[Set problem] Rewrite the data below with every "SHOULD" swapped for "MUST", leaving everything else as it is.
-- Begin --
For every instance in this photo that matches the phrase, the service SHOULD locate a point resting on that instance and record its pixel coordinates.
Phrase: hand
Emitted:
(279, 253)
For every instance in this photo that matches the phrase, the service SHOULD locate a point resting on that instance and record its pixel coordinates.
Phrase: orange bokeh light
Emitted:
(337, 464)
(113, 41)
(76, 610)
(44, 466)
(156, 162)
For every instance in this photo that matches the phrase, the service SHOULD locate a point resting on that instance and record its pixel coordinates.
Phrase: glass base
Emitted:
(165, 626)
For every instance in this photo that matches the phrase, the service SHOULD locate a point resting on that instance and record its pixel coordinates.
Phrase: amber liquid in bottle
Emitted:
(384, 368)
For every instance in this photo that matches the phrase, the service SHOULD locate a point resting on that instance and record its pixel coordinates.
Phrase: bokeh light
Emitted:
-- End --
[Answer to this task]
For every instance in this photo that matches the phrase, the service MUST locate a point resting on that instance and record its pixel coordinates.
Phrase: hand
Emitted:
(279, 253)
For every instance in this photo that matches the phrase, the service MUST locate a point resting on that instance and record its pixel coordinates.
Phrase: orange bokeh light
Emitted:
(337, 464)
(113, 41)
(76, 610)
(44, 466)
(156, 162)
For every instance in this photo that matches the phrase, the service MUST locate a point resting on that instance and record its pixel coordinates.
Phrase: glass base
Emitted:
(165, 626)
For every instance in this photo that matches the phrase, the service MUST locate a point resting on that instance and record its pixel coordinates.
Phrase: amber liquid in bottle
Emitted:
(384, 368)
For every instance in this photo that matches the phrase, the service MUST locate a point resting on that instance and record its pixel coordinates.
Phrase: bokeh light
Emitted:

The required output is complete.